Text shown:
******
What risks and limitations accompany LLMs in healthcare?

Despite their potential, the study raises serious concerns about the safety, fairness, and reliability of LLM-based chatbots in medicine. Three critical issues dominate the discourse:

Hallucination and factual inaccuracy are primary risks. LLMs are prone to generating plausible yet incorrect medical advice, which could mislead patients or clinicians. These hallucinations are especially dangerous in high-stakes environments like triage and mental health support. The study recommends embedding fact-checking modules and linking outputs to verified medical knowledge bases.

Bias and fairness concerns are also significant. LLMs trained on broad datasets may reproduce social, racial, and gender biases. The report references empirical studies showing disparity in diagnostic accuracy for racial minorities and gender-diverse individuals. Fairness-aware training, stratified evaluation metrics, and diverse dataset curation are proposed mitigation strategies.

Privacy and data security risks stem from the AI’s need to process sensitive health information. LLM use must comply with regulations like HIPAA and GDPR. Techniques such as federated learning and differential privacy are recommended to secure patient data. However, implementing these methods across heterogeneous healthcare systems remains a challenge, especially due to inconsistent data standards and resource disparities.

Additionally, the review highlights legal and ethical uncertainties. Questions of accountability, who is liable when an AI system causes harm, remain unresolved. Most legal frameworks are not equipped to handle non-deterministic, probabilistic AI outputs. Similarly, informed consent and explainability are ethical gray zones. Users may be unaware they are interacting with AI, and the lack of transparency in AI decision-making undermines trust and clinician oversight.
******
Exercises:
a) Which two regulations does the text on LLM risks in healthcare say LLM use must comply with?
b) Copy the part of the text on LLM risks in healthcare that opens with the words containing "What risks and" and closes with "medical knowledge bases.", substituting "users" for "patients".
The entries are separate material and not part of the text on LLM risks in healthcare.
******
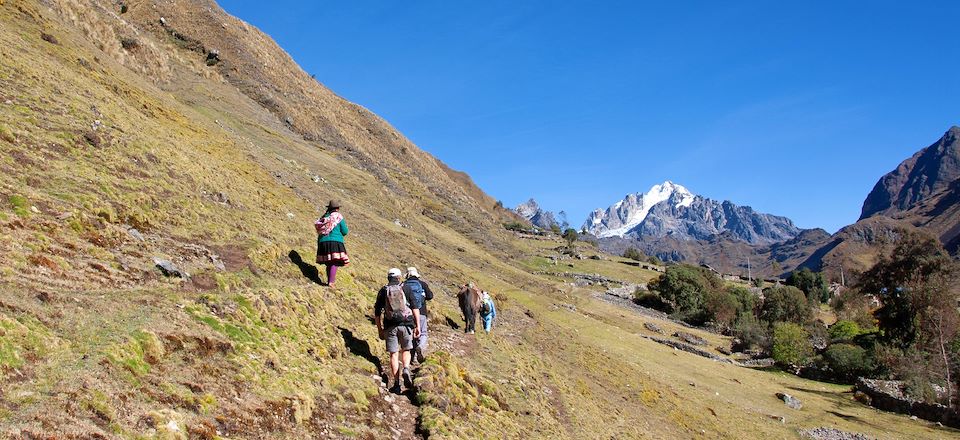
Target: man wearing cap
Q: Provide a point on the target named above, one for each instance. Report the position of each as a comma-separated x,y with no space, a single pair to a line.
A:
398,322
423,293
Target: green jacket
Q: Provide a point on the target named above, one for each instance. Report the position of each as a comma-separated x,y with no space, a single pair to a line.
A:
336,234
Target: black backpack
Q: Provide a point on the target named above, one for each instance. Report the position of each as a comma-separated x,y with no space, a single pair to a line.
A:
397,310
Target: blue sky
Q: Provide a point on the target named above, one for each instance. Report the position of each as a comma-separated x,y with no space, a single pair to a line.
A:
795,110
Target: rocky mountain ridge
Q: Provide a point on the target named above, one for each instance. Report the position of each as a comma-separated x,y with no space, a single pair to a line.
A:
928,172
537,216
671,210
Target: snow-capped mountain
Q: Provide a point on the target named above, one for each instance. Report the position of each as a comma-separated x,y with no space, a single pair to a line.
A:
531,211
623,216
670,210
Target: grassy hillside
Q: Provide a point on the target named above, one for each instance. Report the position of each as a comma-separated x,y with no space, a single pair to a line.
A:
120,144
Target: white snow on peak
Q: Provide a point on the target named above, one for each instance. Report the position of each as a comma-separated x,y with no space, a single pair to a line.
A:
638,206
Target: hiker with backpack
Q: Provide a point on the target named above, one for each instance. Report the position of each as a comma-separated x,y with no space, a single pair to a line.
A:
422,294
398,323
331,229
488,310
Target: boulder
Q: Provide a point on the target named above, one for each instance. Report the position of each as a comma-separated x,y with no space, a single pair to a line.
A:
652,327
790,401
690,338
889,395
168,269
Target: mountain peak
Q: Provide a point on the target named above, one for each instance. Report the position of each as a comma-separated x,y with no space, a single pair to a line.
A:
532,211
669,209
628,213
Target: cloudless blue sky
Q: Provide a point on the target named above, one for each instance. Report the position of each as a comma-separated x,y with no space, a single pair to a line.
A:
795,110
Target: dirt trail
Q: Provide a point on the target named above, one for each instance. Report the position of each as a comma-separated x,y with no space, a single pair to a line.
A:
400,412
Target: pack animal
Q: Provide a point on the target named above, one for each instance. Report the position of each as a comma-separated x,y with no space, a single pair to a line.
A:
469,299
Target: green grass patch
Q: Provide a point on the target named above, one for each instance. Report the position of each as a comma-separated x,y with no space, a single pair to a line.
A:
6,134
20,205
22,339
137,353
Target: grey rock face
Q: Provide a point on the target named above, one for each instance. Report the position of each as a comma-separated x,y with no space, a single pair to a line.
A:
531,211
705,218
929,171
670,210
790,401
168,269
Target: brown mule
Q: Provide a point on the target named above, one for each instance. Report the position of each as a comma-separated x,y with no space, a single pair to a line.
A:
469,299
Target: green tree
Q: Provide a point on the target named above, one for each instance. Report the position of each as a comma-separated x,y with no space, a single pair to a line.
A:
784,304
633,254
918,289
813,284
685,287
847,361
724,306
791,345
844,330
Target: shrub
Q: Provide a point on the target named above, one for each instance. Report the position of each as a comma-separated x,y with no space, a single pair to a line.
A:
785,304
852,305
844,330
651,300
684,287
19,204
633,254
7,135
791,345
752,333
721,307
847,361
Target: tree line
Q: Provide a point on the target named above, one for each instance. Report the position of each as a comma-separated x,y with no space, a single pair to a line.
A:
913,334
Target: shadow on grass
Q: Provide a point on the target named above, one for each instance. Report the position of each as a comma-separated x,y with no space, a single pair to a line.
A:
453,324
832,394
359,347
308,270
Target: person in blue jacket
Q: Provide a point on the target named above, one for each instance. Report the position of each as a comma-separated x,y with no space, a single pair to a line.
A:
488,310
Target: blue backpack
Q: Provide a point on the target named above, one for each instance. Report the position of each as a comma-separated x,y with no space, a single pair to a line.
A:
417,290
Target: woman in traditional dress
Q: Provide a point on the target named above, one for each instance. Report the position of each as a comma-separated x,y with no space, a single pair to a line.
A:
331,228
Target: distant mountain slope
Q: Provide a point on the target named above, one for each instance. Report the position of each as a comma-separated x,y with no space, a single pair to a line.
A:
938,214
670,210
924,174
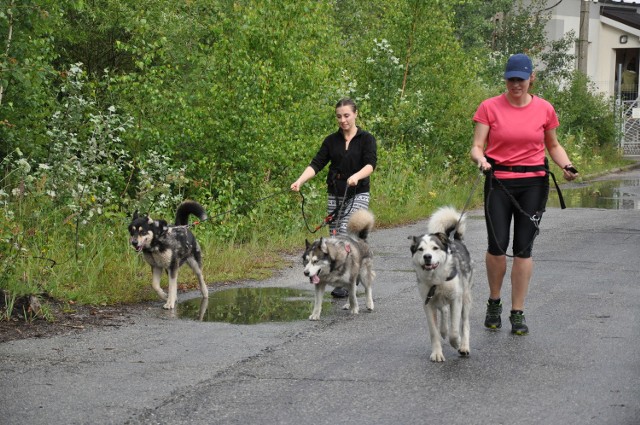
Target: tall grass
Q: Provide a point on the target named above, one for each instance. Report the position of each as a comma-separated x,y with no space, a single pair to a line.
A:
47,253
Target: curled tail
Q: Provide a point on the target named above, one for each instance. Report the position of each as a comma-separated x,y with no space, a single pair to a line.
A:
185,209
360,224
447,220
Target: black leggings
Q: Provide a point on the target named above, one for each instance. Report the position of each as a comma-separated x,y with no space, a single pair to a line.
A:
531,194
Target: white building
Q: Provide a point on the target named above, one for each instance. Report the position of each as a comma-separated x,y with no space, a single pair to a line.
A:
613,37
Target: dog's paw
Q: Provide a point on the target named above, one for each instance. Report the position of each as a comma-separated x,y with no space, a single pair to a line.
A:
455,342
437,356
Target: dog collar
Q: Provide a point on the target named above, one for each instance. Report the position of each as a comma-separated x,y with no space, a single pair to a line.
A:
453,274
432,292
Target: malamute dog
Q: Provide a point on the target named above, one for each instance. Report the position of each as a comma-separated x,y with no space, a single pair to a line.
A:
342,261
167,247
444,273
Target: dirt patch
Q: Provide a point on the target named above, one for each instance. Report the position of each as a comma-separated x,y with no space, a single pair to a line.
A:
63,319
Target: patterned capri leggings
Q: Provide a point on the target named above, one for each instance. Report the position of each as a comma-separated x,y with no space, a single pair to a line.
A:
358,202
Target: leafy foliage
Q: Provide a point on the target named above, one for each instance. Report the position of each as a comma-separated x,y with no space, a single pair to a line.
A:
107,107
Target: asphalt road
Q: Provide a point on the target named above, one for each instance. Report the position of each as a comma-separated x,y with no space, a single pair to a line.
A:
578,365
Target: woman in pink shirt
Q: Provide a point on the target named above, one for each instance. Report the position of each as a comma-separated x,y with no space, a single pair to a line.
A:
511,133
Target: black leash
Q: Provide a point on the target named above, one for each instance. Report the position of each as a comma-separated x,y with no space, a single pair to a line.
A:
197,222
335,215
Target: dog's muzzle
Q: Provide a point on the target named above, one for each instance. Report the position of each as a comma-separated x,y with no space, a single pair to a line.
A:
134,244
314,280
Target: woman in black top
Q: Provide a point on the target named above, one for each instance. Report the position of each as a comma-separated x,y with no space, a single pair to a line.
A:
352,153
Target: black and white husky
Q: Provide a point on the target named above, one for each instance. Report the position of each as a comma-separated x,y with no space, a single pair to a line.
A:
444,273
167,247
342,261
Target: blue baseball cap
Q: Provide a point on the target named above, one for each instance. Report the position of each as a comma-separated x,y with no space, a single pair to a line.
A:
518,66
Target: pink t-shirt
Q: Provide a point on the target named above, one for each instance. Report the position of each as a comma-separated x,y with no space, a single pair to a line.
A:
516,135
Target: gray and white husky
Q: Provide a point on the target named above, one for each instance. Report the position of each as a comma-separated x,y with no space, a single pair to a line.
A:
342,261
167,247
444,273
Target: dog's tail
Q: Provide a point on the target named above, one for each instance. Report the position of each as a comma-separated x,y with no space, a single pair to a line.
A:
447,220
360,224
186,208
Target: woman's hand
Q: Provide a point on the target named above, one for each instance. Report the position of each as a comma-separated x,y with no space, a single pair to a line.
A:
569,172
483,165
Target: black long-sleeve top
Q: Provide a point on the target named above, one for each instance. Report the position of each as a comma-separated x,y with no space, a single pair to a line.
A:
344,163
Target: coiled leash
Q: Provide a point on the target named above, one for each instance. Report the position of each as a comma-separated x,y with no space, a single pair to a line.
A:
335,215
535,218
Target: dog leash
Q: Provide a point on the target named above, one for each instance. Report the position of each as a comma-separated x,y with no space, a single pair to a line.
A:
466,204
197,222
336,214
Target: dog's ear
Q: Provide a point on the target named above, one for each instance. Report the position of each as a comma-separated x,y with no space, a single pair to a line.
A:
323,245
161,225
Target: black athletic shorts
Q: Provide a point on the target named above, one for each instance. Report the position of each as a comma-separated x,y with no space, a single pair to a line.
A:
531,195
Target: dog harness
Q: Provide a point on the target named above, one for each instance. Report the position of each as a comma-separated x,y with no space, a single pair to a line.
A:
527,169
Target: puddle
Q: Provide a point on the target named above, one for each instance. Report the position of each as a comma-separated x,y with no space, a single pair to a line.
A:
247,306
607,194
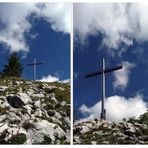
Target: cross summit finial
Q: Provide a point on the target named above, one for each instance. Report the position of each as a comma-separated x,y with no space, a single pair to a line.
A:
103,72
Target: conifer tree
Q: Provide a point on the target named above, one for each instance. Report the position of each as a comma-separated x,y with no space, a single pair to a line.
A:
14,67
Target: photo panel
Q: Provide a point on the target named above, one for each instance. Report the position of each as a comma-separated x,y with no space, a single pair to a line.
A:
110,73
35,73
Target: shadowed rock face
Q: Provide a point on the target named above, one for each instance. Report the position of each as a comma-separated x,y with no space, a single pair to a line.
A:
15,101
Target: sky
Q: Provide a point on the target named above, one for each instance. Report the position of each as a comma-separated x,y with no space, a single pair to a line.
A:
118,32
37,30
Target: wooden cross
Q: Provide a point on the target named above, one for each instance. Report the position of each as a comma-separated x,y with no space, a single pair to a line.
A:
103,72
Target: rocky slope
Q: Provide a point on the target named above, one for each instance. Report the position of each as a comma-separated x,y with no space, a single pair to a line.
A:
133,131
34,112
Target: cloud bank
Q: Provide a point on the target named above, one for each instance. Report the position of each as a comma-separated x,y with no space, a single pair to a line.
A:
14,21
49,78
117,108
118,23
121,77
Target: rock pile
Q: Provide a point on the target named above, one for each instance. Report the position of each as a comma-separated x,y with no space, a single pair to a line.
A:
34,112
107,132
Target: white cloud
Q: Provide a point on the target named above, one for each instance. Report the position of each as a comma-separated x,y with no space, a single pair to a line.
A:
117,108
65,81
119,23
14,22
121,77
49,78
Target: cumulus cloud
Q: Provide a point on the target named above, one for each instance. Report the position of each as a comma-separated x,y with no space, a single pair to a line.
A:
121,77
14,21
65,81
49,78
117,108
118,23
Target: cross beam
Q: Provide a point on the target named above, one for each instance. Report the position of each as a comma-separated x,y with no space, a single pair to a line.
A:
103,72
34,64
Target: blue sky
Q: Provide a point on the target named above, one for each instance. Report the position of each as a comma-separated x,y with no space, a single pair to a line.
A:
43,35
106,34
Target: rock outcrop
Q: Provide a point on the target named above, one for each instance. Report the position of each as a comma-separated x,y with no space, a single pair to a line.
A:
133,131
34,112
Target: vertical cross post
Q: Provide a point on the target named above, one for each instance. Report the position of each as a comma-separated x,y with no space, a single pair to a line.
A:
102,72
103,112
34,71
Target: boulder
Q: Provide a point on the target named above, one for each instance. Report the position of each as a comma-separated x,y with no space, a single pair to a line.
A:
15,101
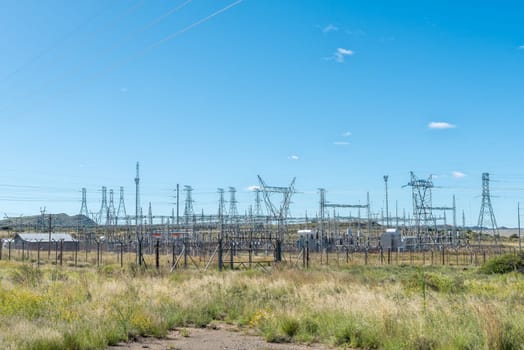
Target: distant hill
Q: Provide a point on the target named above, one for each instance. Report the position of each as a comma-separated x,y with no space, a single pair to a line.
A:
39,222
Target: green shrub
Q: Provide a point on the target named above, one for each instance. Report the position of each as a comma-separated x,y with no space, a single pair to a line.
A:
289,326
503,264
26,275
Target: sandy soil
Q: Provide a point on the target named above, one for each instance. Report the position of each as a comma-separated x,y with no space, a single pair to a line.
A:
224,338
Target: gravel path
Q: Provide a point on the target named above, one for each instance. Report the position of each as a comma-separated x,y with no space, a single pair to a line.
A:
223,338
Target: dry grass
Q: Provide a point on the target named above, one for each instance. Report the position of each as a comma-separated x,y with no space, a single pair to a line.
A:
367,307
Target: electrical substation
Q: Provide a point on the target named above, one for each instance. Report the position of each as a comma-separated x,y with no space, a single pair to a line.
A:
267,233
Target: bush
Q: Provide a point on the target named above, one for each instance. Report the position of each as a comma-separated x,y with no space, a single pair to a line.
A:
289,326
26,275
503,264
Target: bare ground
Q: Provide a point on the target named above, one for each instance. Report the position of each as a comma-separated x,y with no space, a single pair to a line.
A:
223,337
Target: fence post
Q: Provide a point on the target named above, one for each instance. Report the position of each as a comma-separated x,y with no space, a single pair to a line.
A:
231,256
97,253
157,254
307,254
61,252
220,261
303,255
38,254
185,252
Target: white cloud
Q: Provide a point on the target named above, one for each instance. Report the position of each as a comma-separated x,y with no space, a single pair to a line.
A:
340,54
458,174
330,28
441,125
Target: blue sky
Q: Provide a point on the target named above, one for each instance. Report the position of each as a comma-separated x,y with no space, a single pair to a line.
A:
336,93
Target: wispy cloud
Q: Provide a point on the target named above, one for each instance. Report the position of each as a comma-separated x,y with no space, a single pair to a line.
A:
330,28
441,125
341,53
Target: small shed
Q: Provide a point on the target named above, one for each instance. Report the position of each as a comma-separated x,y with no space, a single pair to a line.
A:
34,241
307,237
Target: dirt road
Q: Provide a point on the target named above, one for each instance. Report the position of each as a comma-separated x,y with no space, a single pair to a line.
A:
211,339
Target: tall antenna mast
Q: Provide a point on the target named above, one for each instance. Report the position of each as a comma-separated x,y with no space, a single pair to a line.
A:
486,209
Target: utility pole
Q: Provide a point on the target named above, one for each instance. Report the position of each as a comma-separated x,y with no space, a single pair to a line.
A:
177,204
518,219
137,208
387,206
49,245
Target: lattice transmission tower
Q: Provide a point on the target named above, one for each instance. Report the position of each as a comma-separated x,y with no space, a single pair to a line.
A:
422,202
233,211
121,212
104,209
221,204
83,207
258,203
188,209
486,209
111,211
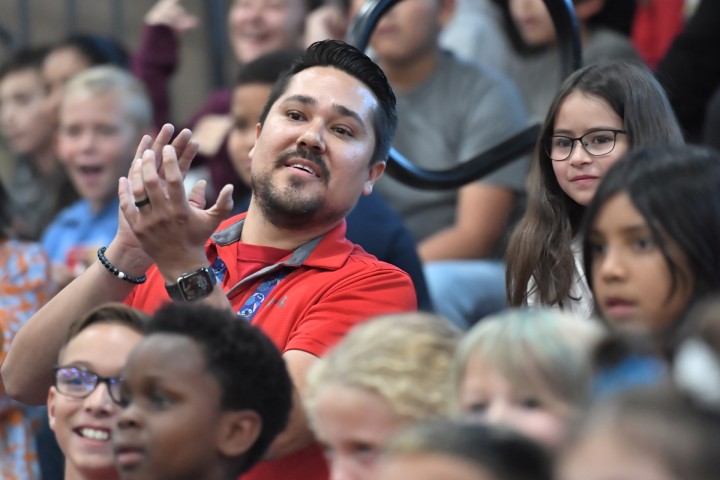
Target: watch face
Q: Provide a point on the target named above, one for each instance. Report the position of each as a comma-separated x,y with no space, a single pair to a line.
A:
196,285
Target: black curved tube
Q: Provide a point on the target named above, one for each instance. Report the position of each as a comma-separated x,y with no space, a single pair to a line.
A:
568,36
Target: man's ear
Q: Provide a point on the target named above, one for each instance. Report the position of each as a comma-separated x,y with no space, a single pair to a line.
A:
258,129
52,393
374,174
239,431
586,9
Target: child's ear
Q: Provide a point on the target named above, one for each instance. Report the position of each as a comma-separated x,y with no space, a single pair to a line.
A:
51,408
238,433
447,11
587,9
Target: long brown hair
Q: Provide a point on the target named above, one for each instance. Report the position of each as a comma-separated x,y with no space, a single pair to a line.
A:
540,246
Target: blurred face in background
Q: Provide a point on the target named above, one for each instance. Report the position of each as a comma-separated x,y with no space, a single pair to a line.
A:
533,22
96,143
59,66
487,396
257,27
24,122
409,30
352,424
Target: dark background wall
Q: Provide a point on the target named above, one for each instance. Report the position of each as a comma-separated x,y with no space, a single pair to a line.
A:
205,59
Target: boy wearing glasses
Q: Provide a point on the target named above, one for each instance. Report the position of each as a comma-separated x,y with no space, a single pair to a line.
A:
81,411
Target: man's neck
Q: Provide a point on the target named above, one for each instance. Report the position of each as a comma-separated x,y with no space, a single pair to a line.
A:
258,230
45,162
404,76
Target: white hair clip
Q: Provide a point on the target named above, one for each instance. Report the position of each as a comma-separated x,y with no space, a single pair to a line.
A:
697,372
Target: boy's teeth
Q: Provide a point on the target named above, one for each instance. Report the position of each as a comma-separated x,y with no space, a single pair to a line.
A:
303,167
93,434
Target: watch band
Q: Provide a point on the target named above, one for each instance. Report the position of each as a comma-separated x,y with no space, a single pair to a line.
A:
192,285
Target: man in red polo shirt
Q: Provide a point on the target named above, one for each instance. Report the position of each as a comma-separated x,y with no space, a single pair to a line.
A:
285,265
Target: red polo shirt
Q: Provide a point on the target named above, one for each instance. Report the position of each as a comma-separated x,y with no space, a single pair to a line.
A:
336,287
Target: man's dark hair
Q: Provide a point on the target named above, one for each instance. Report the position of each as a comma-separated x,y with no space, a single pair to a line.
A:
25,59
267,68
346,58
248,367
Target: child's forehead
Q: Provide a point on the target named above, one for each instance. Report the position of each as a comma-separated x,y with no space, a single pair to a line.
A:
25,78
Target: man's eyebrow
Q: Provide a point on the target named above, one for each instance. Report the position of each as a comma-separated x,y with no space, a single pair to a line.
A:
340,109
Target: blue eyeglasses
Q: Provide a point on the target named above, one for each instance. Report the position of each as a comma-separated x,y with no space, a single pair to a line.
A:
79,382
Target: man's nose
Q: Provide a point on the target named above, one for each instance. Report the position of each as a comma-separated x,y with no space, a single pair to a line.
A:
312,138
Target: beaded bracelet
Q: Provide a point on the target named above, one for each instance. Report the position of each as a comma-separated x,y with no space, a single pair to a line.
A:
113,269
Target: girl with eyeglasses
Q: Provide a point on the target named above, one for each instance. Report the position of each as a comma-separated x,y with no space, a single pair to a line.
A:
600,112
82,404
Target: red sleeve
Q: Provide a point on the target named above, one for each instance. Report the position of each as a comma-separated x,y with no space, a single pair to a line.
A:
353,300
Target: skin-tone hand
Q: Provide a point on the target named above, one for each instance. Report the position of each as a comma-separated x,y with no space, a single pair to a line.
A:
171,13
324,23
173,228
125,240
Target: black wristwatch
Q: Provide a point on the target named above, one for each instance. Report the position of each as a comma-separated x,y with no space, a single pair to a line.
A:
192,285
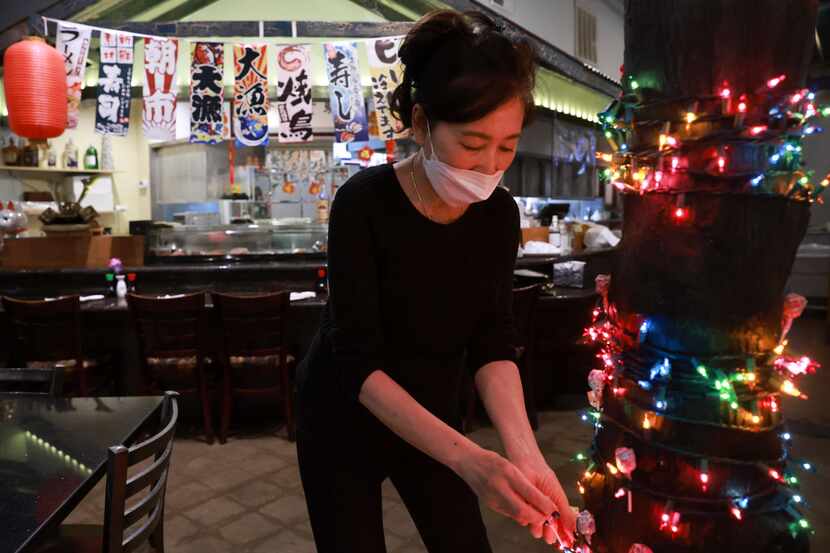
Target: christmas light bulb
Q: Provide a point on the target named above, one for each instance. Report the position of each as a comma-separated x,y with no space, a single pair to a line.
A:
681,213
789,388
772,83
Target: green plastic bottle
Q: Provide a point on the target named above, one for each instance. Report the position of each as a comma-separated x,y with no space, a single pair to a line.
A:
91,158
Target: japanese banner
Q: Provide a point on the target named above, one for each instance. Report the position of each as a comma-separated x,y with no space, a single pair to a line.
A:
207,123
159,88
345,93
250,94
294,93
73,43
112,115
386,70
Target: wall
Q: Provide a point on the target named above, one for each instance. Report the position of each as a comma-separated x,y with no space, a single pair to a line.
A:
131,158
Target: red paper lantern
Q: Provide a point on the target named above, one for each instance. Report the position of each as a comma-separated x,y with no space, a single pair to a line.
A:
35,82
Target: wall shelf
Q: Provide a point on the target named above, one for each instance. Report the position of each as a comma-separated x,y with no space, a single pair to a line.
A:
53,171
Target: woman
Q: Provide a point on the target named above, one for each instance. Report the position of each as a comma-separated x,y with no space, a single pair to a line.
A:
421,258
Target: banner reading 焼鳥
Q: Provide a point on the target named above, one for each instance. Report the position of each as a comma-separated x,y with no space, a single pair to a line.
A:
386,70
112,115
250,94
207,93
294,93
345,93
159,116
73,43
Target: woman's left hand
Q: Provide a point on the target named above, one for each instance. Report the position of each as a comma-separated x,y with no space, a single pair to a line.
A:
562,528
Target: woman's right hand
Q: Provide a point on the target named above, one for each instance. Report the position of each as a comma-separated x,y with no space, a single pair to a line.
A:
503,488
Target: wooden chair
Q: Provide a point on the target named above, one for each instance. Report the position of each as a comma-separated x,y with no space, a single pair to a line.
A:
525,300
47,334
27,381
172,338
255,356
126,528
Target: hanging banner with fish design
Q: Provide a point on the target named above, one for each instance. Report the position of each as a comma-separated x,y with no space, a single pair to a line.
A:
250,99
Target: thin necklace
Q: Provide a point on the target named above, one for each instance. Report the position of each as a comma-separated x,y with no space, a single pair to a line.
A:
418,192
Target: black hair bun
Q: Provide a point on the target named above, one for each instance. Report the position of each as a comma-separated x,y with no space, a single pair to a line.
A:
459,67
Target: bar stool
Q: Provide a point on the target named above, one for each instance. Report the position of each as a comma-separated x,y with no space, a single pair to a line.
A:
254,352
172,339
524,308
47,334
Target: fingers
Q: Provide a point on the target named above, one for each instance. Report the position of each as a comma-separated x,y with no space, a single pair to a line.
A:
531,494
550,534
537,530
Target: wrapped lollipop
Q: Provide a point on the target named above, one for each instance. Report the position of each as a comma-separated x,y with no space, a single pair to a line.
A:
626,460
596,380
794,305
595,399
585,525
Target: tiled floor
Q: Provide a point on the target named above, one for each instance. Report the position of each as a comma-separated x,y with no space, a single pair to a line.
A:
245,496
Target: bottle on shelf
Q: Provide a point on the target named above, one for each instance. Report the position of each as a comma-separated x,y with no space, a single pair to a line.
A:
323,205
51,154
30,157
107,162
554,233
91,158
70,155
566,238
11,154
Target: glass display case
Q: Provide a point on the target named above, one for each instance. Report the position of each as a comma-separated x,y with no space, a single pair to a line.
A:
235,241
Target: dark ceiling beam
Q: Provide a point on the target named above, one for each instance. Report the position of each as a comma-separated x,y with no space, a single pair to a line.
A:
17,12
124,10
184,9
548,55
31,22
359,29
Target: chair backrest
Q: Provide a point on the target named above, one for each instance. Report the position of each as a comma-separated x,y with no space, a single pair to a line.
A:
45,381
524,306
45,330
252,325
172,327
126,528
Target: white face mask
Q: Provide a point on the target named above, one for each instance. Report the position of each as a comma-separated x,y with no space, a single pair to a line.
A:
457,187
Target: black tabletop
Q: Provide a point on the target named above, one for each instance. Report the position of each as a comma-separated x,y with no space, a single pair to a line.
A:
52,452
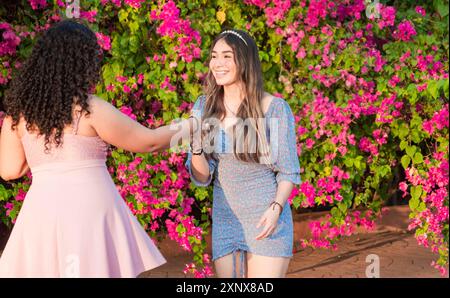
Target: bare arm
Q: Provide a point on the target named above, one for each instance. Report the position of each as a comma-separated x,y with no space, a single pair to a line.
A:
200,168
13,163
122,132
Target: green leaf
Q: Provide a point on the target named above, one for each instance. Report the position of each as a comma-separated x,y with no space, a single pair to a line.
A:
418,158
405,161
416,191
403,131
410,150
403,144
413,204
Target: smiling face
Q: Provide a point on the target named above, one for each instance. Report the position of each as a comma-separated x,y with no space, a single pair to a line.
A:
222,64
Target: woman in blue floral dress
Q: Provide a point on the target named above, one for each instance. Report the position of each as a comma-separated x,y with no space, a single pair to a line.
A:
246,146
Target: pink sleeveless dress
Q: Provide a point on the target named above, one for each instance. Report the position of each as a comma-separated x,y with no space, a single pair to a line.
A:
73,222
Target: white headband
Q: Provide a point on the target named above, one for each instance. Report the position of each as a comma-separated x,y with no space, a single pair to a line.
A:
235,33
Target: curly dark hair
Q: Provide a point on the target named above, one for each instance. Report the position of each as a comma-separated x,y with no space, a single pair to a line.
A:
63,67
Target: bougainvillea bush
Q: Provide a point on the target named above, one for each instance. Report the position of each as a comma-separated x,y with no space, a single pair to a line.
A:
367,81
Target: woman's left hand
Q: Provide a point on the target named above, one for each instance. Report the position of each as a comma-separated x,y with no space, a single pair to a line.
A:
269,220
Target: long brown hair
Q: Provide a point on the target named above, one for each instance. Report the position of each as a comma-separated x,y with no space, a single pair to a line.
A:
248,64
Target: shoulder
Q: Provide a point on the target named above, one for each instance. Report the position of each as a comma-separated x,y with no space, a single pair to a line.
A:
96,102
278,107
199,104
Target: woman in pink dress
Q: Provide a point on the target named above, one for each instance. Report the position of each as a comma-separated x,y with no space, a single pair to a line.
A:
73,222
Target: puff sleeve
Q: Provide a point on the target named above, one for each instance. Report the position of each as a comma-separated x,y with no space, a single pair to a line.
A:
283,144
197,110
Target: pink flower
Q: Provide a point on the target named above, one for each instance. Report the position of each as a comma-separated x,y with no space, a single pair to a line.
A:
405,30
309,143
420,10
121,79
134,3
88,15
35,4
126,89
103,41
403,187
******
Results:
a) HIPAA and GDPR.

b)
What risks and limitations accompany LLMs in healthcare?

Despite their potential, the study raises serious concerns about the safety, fairness, and reliability of LLM-based chatbots in medicine. Three critical issues dominate the discourse:

Hallucination and factual inaccuracy are primary risks. LLMs are prone to generating plausible yet incorrect medical advice, which could mislead users or clinicians. These hallucinations are especially dangerous in high-stakes environments like triage and mental health support. The study recommends embedding fact-checking modules and linking outputs to verified medical knowledge bases.